Task to carry out.
Write out exactly the lines below that run from the one containing "# each pair looks like [[797, 415]]" through the one containing "# each pair looks like [[547, 34]]", both included, with no other lines.

━━━━━━━━

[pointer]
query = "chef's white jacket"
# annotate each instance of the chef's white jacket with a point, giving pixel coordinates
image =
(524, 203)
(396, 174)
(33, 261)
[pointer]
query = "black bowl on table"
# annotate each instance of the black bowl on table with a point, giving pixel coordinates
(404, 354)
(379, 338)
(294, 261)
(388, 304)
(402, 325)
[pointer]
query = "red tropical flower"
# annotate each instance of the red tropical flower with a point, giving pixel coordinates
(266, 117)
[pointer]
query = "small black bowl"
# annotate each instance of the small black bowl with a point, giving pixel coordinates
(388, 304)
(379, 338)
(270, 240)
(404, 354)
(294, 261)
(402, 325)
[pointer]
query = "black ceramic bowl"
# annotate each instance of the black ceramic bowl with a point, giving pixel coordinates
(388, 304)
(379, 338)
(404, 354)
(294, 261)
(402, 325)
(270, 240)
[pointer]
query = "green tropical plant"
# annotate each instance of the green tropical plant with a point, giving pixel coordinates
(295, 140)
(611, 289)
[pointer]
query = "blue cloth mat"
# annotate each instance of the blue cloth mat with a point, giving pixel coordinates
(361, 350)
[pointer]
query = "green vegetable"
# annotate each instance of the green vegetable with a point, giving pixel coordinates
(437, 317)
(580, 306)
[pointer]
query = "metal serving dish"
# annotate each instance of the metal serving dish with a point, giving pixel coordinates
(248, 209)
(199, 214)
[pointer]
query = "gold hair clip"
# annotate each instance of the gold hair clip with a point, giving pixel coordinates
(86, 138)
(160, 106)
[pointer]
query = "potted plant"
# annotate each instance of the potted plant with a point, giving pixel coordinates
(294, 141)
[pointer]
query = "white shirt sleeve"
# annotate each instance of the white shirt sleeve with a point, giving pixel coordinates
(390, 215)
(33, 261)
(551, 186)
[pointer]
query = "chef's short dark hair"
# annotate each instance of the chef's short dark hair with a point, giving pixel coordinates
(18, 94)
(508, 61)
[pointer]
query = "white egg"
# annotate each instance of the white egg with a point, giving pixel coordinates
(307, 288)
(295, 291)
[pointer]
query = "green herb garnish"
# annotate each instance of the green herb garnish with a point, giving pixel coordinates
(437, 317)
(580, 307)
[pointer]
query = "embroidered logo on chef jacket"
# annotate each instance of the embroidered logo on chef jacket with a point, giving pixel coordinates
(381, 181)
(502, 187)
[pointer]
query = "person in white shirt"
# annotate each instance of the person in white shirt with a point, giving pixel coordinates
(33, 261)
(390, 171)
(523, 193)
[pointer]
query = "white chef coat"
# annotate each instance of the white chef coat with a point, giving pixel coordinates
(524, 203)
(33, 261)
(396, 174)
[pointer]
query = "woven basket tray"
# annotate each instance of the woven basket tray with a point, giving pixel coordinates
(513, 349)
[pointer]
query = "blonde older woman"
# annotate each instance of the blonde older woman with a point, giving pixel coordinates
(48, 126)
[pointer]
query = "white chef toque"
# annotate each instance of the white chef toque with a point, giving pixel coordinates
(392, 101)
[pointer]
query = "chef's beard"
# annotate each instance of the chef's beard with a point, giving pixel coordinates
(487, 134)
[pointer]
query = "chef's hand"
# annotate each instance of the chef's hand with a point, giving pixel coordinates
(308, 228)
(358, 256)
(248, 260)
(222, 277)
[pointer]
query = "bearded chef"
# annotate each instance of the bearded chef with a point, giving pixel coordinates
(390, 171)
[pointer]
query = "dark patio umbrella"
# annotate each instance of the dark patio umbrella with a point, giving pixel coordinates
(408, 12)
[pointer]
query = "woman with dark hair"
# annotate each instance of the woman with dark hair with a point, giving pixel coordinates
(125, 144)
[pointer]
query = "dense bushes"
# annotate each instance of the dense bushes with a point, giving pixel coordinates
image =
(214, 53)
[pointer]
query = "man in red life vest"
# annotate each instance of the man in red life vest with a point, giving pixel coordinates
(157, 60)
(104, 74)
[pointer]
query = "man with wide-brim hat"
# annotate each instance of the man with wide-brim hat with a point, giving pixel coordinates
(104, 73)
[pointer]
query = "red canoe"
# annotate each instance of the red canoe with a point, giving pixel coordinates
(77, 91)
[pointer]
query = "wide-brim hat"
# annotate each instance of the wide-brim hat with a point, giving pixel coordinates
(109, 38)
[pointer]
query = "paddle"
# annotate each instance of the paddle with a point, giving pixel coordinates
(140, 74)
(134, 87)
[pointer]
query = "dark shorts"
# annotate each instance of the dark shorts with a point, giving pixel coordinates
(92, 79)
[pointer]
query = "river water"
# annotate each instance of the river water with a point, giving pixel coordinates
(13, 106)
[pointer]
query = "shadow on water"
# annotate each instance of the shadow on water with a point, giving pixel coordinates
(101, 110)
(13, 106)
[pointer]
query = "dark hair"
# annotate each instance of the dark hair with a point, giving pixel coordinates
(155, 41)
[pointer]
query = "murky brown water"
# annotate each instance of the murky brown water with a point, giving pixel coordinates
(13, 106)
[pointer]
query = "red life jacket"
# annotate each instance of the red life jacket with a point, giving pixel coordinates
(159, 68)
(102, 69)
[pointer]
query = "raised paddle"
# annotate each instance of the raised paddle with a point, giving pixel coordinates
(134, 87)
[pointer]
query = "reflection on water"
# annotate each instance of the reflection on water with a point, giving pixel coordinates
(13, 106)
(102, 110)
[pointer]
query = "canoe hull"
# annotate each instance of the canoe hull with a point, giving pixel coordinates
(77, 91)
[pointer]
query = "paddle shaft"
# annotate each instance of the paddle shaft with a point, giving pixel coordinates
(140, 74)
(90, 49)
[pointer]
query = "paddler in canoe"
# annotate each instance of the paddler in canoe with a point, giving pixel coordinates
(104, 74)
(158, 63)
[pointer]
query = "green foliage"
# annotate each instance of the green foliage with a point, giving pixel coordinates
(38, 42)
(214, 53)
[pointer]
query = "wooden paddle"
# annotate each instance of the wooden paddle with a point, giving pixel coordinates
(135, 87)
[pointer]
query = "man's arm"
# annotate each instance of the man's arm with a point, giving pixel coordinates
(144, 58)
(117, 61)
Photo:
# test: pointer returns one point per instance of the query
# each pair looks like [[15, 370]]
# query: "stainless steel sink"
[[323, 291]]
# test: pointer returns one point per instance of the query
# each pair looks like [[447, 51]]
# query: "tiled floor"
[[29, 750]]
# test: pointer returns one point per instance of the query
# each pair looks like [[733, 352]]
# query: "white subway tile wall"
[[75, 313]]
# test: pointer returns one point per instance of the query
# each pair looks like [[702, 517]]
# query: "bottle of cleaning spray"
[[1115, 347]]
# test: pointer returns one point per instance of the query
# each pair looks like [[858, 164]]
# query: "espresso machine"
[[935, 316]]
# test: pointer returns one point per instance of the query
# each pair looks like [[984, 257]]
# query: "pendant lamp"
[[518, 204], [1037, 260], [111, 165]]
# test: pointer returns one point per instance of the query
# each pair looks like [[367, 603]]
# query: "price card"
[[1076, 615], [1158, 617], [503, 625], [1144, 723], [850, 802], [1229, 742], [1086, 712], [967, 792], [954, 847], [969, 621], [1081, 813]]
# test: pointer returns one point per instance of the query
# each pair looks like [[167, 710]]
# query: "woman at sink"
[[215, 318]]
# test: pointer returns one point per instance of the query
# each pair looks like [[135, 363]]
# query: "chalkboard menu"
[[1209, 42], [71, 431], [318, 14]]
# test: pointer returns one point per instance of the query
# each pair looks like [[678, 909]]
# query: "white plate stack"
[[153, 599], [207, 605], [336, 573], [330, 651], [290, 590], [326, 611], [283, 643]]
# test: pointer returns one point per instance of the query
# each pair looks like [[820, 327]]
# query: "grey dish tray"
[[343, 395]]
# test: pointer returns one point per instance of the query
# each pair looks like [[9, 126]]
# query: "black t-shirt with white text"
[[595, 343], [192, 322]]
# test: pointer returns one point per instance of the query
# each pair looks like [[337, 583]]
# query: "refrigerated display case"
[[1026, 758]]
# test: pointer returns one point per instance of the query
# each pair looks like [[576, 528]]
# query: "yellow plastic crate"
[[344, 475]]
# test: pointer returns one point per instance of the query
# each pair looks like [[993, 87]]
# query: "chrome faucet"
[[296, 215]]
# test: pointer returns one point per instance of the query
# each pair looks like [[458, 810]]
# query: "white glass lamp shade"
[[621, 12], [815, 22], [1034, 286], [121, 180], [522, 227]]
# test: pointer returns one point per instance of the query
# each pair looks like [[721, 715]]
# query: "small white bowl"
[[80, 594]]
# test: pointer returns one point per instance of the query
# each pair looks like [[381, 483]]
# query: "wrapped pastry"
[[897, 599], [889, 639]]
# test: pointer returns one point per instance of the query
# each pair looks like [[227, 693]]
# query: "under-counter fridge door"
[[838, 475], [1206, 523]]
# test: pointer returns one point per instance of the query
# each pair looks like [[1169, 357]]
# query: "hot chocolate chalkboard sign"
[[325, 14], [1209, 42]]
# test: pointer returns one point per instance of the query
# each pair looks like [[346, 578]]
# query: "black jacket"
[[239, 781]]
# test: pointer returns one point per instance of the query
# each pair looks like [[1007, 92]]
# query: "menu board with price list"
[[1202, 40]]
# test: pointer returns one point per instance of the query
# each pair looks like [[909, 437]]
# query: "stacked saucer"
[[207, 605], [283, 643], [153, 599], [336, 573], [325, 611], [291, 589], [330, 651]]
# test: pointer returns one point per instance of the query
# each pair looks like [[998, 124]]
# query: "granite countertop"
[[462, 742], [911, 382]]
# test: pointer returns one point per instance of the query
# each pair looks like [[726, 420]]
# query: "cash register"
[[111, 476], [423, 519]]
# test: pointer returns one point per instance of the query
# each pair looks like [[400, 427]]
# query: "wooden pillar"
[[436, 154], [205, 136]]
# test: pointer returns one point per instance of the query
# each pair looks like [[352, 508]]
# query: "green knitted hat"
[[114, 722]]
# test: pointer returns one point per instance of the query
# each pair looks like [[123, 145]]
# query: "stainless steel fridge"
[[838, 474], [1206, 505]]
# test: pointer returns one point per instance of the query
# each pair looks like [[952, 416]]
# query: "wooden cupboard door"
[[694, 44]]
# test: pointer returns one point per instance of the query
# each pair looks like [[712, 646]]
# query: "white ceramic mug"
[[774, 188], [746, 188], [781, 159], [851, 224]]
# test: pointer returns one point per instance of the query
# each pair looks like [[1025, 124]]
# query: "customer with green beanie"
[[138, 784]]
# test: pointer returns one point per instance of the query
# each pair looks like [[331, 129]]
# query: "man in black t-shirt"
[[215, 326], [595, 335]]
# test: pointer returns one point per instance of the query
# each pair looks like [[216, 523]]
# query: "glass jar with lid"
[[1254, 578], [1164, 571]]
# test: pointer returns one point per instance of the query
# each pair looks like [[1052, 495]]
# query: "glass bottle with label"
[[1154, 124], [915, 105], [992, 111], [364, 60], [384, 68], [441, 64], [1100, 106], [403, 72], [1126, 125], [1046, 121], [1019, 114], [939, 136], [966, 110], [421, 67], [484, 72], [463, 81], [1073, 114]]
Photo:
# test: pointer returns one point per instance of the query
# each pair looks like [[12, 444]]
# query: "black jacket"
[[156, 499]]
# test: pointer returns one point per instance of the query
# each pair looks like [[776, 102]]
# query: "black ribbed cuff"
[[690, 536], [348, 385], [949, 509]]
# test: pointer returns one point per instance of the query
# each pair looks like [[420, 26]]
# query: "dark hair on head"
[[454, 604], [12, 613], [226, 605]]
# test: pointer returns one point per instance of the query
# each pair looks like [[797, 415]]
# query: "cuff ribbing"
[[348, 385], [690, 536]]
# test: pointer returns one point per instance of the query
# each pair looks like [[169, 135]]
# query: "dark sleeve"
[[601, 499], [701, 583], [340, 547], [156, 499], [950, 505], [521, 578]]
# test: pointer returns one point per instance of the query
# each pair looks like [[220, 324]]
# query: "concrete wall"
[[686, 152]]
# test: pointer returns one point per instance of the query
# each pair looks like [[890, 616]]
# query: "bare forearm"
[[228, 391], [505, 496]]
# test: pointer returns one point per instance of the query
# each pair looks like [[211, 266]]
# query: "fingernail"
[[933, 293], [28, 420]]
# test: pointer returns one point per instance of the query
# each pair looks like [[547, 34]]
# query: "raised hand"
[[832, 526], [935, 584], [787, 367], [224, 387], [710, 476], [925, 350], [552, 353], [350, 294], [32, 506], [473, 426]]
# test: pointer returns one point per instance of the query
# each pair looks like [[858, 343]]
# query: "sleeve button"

━━━━━━━━

Solution to this task.
# each pair looks like [[797, 415]]
# query: "cuff ribbing"
[[348, 385], [690, 536]]
# test: pointer returns one point per instance of the query
# each pair looks like [[169, 135]]
# query: "dark sleeve"
[[601, 499], [701, 583], [340, 547], [156, 499], [950, 505], [521, 578]]
# test: pointer returns one point per instance of the query
# each pair looks like [[220, 324]]
# query: "concrete wall"
[[686, 152]]
# test: pointer returns one point per instance of the query
# each pair looks like [[890, 616]]
# query: "bare forearm"
[[228, 391], [505, 496]]
# test: pointer returns one point per instance of the query
# each pair looks like [[211, 266]]
# query: "fingernail"
[[933, 293], [28, 420]]
# test: pointer returns one point per instance of the query
# each pair looks like [[547, 34]]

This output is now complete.